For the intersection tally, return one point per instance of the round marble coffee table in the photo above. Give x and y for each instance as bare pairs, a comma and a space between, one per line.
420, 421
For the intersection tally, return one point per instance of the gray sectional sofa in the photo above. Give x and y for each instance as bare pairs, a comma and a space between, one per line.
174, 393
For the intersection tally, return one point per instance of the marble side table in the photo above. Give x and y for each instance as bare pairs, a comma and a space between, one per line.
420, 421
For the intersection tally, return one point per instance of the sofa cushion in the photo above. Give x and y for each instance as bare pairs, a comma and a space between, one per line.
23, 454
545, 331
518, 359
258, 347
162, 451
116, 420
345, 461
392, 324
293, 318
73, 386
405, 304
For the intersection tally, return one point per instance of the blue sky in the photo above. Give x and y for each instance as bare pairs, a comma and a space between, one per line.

◆ Exercise details: Return the full listing, character for character.

◆ Solution:
For the intersection tally, return one point per instance of the round marble coffee table in the photo above. Give x and y for each instance as bare pairs, a comma and a space between, one per line.
420, 421
For the intersection tally, return one point per instance of the gray sectional sofa in the photo above. Give x and y for each instance as bare pairs, a comma and a space between, one per line.
174, 393
For the intersection tally, return one point per instance of the marble side table in the photo above. Give x and y for each instance as bare pairs, a comma and a space between, one per line.
420, 421
For the intersection tally, return one point per instance of the sofa cushion in the photo above. Give x and y for each instance as bare pairs, a comma and a space between, one per line.
23, 454
545, 331
518, 359
258, 347
162, 451
116, 420
345, 461
392, 324
293, 318
73, 386
405, 304
For the intersection tally, return one point per instance of the blue sky in the photo above. Give x and y for each instance as bare pairs, a comma and a space between, one per line.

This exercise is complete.